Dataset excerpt

::::

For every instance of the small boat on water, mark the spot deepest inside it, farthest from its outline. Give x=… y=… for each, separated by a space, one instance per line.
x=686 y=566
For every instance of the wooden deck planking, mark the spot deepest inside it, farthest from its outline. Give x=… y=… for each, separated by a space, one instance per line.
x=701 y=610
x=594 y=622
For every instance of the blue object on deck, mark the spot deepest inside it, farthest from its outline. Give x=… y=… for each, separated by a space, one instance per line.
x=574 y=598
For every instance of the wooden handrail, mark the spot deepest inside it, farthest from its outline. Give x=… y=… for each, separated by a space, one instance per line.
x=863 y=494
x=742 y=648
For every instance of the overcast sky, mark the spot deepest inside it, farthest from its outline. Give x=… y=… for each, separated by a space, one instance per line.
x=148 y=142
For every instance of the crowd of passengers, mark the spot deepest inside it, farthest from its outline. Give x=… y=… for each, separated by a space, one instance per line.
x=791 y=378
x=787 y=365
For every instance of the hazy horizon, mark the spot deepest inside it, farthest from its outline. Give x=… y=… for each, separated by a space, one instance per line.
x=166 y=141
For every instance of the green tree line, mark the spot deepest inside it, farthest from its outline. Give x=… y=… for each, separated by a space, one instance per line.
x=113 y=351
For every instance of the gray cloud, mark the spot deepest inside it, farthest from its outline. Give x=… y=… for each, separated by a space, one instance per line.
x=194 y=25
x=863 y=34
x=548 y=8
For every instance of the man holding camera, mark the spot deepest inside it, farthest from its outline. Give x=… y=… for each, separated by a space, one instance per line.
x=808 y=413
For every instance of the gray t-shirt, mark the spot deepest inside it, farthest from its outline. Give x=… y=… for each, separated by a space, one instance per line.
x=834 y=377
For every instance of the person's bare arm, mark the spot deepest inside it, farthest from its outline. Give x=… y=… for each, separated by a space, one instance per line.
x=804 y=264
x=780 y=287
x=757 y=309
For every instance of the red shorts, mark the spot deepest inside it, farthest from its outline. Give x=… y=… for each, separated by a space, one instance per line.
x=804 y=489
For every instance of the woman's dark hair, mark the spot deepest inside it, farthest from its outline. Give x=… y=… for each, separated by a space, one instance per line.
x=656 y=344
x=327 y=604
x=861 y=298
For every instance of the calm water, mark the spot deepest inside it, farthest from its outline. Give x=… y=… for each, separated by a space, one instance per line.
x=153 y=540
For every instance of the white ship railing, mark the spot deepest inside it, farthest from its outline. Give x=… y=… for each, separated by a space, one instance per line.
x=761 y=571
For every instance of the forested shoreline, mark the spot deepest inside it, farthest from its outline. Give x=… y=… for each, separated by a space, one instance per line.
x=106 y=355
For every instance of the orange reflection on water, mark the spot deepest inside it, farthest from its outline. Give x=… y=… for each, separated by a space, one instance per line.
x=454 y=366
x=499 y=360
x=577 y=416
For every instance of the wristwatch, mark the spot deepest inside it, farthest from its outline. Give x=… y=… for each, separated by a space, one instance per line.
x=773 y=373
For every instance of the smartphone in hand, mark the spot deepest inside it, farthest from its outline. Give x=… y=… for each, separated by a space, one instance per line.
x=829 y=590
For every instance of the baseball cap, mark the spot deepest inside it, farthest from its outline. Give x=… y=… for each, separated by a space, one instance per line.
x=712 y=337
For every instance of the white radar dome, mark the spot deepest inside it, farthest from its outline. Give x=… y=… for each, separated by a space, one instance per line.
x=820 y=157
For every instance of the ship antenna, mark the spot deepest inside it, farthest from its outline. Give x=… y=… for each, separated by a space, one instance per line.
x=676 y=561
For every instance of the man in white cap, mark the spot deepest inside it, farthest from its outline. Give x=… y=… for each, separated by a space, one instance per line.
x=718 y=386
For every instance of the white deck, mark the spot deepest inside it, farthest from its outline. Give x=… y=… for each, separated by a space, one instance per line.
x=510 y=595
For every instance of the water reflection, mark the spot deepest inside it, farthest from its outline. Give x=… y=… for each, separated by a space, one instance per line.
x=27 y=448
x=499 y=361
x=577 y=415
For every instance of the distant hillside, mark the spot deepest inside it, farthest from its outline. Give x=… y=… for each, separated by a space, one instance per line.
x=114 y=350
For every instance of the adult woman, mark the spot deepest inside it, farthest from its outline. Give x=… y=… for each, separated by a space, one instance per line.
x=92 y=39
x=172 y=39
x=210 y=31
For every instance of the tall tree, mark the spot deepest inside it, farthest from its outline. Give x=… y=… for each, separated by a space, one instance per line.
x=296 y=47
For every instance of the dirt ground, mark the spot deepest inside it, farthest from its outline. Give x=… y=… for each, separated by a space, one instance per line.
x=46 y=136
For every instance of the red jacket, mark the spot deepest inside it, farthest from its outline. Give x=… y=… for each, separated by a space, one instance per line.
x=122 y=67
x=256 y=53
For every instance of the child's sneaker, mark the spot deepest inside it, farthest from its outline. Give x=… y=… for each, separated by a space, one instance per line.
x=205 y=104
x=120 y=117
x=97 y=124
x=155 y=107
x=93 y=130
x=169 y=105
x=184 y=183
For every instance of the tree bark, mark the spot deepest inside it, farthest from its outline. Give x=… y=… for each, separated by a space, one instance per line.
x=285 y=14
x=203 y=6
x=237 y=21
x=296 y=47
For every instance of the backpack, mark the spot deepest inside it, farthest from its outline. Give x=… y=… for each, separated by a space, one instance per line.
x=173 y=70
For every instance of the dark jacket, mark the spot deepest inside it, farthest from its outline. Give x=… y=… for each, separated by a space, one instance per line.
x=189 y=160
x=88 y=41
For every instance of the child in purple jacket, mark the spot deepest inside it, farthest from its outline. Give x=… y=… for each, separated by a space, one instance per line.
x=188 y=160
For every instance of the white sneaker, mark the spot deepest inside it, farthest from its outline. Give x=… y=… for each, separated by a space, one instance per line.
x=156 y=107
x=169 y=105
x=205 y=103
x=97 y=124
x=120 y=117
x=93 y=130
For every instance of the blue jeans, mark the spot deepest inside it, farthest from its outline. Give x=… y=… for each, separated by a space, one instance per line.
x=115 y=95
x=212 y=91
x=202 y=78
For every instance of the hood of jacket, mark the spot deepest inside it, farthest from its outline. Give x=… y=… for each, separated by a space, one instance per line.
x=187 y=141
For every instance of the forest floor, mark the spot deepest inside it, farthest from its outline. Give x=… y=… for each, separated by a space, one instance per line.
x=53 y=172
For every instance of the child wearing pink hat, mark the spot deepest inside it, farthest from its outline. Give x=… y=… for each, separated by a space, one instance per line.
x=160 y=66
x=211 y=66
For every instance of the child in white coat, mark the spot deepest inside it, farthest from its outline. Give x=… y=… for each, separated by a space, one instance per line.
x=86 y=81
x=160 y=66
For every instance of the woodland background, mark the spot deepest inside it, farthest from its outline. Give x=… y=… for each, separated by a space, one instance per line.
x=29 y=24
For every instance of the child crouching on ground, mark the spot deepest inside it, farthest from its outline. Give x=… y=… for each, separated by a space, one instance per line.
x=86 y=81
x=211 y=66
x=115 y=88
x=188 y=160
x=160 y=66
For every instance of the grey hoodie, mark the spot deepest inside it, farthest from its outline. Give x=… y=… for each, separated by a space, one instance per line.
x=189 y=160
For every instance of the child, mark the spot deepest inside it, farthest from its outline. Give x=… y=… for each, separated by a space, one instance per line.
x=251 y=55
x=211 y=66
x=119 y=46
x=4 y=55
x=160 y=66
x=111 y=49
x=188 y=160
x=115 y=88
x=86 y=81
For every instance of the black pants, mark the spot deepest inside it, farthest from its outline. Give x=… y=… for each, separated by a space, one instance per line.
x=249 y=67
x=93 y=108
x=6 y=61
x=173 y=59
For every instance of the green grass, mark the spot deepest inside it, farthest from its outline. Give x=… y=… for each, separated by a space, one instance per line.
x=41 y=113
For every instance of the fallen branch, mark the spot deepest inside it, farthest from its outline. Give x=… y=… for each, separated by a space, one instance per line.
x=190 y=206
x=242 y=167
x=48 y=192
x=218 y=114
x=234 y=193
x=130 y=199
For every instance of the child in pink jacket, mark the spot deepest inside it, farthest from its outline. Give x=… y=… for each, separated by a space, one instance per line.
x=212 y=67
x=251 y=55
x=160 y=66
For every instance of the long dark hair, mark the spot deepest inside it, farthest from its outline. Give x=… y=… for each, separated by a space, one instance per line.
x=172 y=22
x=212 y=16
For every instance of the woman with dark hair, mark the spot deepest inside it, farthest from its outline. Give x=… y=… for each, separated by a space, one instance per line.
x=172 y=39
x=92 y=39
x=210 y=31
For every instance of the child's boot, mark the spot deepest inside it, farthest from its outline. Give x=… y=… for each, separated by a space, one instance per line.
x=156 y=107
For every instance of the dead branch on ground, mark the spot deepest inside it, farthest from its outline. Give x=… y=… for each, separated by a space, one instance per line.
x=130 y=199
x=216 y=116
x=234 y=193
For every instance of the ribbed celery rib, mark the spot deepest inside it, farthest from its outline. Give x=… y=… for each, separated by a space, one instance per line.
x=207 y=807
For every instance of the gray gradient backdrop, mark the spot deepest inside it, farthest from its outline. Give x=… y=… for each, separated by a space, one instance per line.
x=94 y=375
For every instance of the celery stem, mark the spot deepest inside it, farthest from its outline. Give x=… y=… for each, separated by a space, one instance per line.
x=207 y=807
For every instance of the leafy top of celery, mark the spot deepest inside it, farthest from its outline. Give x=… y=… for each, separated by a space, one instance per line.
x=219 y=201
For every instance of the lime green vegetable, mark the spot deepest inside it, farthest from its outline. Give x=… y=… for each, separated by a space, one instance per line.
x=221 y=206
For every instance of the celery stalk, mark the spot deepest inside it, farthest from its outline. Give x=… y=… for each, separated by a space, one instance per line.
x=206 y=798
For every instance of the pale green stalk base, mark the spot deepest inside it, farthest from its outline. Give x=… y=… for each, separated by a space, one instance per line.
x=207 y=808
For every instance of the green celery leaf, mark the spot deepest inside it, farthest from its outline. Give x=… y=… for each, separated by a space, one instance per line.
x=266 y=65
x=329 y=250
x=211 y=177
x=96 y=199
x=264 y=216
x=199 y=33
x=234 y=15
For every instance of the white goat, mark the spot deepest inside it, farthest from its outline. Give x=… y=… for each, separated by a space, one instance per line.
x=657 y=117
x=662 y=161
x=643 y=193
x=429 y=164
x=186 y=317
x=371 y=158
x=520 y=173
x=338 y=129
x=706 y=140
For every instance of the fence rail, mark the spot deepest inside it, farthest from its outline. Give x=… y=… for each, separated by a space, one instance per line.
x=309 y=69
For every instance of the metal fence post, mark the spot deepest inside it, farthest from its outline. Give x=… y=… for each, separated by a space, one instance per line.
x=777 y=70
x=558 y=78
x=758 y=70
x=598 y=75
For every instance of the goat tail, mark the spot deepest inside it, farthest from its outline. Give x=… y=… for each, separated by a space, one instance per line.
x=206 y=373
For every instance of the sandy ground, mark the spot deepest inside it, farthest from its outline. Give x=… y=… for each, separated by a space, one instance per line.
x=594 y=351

::::

* [TASK GOAL] Copy the lines verbatim, starting with the line that contains "For every instance of the celery stalk, mark" and continuing through the last line of the items, both ends included.

* [ANSWER TO THE EXERCISE]
For every instance of the celery stalk, mark the spot deepest inside it, farthest from its outline. Give x=… y=… for each, separated by a space, one instance per line.
x=206 y=798
For every instance of the pale green stalk base, mark the spot deepest inside it, farthest from its outline. Give x=… y=… for each, separated by a space, one instance per line.
x=207 y=808
For every instance of the green celery leaf, mark the spot deepest inside it, farthest from its outline. Give x=… y=… for each, separated by a space, one instance per line.
x=266 y=65
x=329 y=250
x=211 y=177
x=96 y=199
x=264 y=216
x=199 y=33
x=234 y=15
For every instance of the white goat, mark the spot deepest inside it, farthest from its outline. Give x=… y=… for each, separated by a space, one instance per line.
x=657 y=117
x=662 y=161
x=643 y=193
x=429 y=164
x=186 y=317
x=371 y=158
x=520 y=173
x=338 y=129
x=706 y=140
For every instance of the fence rail, mark the spot deepest inside it, farthest from its outline. Give x=… y=… for each, separated by a space, one instance per line.
x=309 y=69
For every instance of the metal fence post, mark the spot deepest inside it, farthest from its outline. Give x=… y=… for each, separated by a space, one instance per line.
x=777 y=70
x=558 y=78
x=758 y=70
x=598 y=75
For every instance of the goat tail, mark the spot deepest inside it, farthest from its outline. Give x=… y=… for each, separated by a space, one instance per line.
x=206 y=373
For every instance of the sandy ground, mark the spot deepest inside it, farthest from its outline. Give x=… y=… for each, separated by a space, one instance per line.
x=594 y=351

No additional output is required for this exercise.